Инструкция к заданию:
Выпишите без изменений отрывок из фрагмента документа между словами «АРХИЕПИСКОП ПАРИЖСКИЙ –» и «ему об этом.», включая их самих.

Фрагмент документа:
• • •

АРХИЕПИСКОП ПАРИЖСКИЙ – СВОЕМУ СТАРШЕМУ ВИКАРИЮ ЛАГАРДУ
Г-н Флотт, обеспокоенный замедлением в возвращении г-на Лагарда и желая сдержать перед Коммуной данное ей слово, отправляется в Версаль, чтобы поделиться своими соображениями с лицом, ведущим переговоры.
Мне остается только предложить г-ну главному викарию точно осведомить г-на Флотта о положении дела и решить вместе с ним, продолжить ли ему свое пребывание в Версале еще на 20 часов, если это абсолютно необходимо, или немедленно вернуться в Париж, если это будет признано более целесообразным.
Подателю письма Лагард вручил следующий ответ, набросанный наспех карандашом:
Г-н Тьер все еще удерживает меня здесь, и мне остается только ждать его приказаний. Как я уже несколько раз писал владыке, тотчас же по получении каких-либо новостей я немедленно сообщу ему об этом.
Разумеется, он так и остался в Версале и сделался, таким образом, сообщником Тьера, который хотел помешать Коммуне честным путем предупредить гибель заложников.
Бланки был арестован совсем больным у своего племянника Лакамбра; легко было предположить, что он уже умер. И вот сестра его – г-жа Антуан – обратилась к Тьеру со следующим письмом:
Г-НУ ТЬЕРУ, ГЛАВЕ ИСПОЛНИТЕЛЬНОЙ ВЛАСТИ
Г-н президент!
Пораженная уже больше двух месяцев болезнью, отнимающей у меня мои последние силы, я надеялась, однако, найти в себе достаточно сил для того, чтобы лично явиться к Вам по моему делу. Однако продолжающееся болезненное состояние принуждает меня в настоящее время от этого отказаться.
Я поручаю моему единственному сыну отправиться в Версаль и передать Вам это письмо; осмеливаюсь надеяться, г-н президент, что Вы благосклонно отнесетесь к моей просьбе.
Каковы бы ни были события, никогда во имя их не отрицались ни права человека, ни права семьи. Вот во имя этих прав я обращаюсь к Вашему чувству справедливости, чтобы узнать о состоянии здоровья моего брата, Луи-Огюста Бланки, который был арестован 17 марта с. г. совсем больным. С тех пор я не имела от него ни одного слова и страдаю от мучительного беспокойства о его здоровье, которое уже давно надломлено.
Если, г-н президент, моя просьба о свидании с братом превышает пределы того, в чем Вы могли бы мне не отказать; если Вы не в силах разрешить мне хотя бы кратковременного свидания с ним, Вы не сможете, конечно, отказать несчастной семье, от лица которой я ходатайствую перед Вами в разрешении моему брату написать Вам несколько слов, которые могли бы нас успокоить; со своей стороны и мы дали бы ему знать, что он не забыт в несчастье своими родными, которые продолжают любить его, как он того заслуживает.

• • •

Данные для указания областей
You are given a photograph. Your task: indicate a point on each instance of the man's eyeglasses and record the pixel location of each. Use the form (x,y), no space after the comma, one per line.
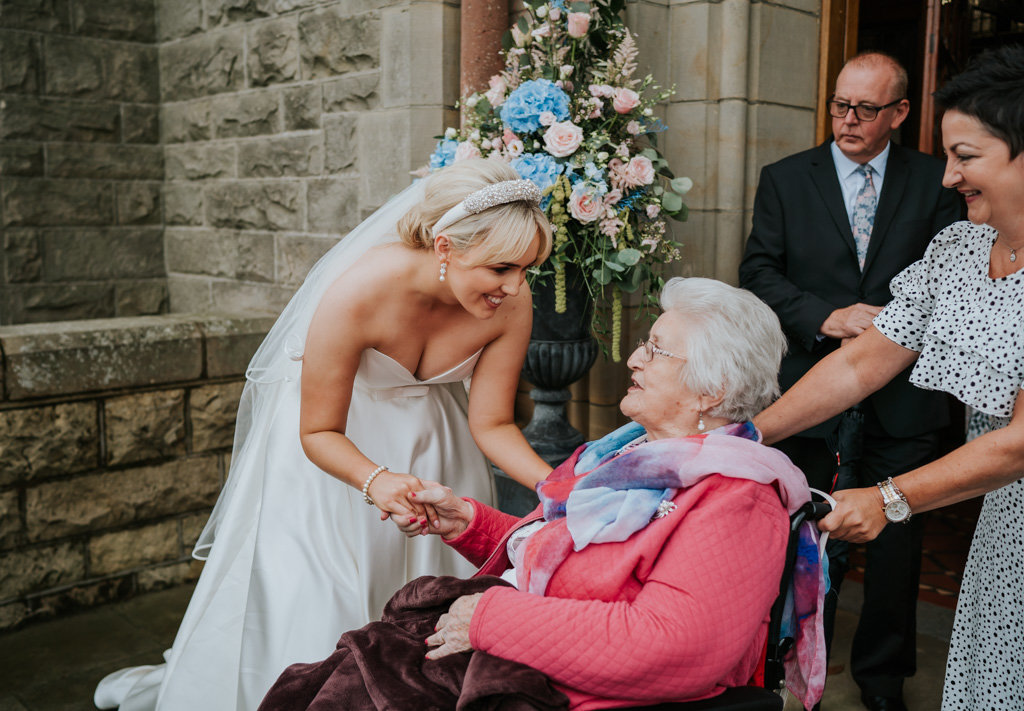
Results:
(649,349)
(864,112)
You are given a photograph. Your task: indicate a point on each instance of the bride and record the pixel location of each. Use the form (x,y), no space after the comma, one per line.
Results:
(356,394)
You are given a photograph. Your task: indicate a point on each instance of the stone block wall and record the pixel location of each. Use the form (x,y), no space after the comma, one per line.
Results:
(81,167)
(284,124)
(115,437)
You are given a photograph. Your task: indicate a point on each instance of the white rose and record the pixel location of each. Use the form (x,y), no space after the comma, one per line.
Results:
(562,138)
(639,171)
(466,151)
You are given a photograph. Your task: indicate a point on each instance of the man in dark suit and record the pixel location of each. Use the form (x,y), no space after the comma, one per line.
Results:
(832,226)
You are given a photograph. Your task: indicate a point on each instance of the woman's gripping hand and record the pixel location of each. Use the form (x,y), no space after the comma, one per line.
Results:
(449,514)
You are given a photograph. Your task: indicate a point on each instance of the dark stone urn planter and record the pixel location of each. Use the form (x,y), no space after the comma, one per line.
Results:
(561,350)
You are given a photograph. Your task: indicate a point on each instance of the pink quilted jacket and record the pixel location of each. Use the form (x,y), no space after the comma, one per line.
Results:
(677,612)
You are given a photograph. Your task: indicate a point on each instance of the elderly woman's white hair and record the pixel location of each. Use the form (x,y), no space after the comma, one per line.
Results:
(734,344)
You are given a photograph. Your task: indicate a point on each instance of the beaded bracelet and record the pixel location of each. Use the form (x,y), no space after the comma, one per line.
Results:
(370,479)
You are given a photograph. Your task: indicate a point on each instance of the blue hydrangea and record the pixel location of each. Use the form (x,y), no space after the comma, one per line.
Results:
(521,111)
(443,154)
(539,167)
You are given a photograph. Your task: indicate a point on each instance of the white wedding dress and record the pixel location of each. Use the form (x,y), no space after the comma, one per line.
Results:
(296,557)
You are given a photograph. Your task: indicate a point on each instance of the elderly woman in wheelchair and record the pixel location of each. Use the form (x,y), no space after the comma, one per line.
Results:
(645,576)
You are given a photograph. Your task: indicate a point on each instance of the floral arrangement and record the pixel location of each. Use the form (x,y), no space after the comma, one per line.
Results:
(568,114)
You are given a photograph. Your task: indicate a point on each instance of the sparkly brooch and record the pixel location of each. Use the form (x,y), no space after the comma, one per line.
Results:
(664,509)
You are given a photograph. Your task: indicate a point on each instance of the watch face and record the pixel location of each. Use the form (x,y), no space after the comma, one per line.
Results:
(897,511)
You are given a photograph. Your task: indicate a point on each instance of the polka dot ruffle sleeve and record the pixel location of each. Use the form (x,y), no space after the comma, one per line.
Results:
(969,328)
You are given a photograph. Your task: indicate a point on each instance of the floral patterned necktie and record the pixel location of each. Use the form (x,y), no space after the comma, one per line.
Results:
(863,213)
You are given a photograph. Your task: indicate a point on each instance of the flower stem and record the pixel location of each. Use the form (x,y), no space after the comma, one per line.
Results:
(616,325)
(559,288)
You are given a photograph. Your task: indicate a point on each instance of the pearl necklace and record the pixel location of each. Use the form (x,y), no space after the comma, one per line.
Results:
(1013,250)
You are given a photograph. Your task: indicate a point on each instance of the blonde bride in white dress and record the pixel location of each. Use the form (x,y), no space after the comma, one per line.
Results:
(358,393)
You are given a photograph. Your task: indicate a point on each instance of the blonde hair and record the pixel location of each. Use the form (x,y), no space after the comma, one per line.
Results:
(503,233)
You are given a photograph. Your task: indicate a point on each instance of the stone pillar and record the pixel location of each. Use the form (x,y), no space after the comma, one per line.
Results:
(745,77)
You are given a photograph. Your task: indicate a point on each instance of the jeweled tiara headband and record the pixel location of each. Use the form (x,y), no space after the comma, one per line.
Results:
(496,194)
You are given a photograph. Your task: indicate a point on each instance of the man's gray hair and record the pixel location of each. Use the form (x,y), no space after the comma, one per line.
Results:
(733,347)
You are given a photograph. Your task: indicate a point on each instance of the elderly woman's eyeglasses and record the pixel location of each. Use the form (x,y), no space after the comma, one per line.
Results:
(864,112)
(648,349)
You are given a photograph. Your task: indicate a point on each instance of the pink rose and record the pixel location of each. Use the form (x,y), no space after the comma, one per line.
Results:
(562,138)
(625,100)
(611,226)
(466,151)
(579,24)
(496,94)
(639,171)
(585,206)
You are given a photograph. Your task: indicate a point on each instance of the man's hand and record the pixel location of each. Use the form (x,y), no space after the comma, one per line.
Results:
(849,322)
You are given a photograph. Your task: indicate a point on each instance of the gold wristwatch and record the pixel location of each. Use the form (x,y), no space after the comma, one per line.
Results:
(893,502)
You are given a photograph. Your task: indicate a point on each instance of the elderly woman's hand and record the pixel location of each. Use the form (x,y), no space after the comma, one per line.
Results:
(858,515)
(452,635)
(450,514)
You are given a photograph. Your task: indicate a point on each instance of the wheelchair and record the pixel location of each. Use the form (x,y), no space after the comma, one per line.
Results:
(767,698)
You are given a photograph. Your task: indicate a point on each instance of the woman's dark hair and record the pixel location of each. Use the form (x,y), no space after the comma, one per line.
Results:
(991,89)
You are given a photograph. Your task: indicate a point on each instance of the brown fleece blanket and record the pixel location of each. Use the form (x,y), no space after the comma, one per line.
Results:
(382,666)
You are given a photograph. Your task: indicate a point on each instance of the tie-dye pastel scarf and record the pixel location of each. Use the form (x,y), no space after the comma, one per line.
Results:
(608,491)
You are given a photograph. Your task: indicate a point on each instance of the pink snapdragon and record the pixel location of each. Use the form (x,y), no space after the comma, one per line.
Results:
(513,144)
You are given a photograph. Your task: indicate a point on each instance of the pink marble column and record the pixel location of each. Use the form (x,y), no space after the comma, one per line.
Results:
(483,23)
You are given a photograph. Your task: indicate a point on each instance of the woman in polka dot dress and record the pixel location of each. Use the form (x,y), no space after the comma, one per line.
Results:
(957,315)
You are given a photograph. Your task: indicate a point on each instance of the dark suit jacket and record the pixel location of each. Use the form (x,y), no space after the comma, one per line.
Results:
(802,261)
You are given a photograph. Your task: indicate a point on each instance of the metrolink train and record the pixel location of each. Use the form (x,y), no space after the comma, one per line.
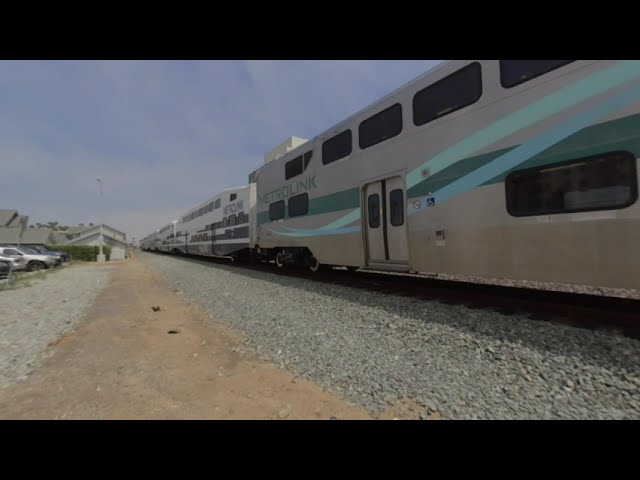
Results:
(512,169)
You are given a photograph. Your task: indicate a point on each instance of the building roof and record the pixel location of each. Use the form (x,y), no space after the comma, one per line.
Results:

• • •

Поле для ответа:
АРХИЕПИСКОП ПАРИЖСКИЙ – СВОЕМУ СТАРШЕМУ ВИКАРИЮ ЛАГАРДУ
Г-н Флотт, обеспокоенный замедлением в возвращении г-на Лагарда и желая сдержать перед Коммуной данное ей слово, отправляется в Версаль, чтобы поделиться своими соображениями с лицом, ведущим переговоры.
Мне остается только предложить г-ну главному викарию точно осведомить г-на Флотта о положении дела и решить вместе с ним, продолжить ли ему свое пребывание в Версале еще на 20 часов, если это абсолютно необходимо, или немедленно вернуться в Париж, если это будет признано более целесообразным.
Подателю письма Лагард вручил следующий ответ, набросанный наспех карандашом:
Г-н Тьер все еще удерживает меня здесь, и мне остается только ждать его приказаний. Как я уже несколько раз писал владыке, тотчас же по получении каких-либо новостей я немедленно сообщу ему об этом.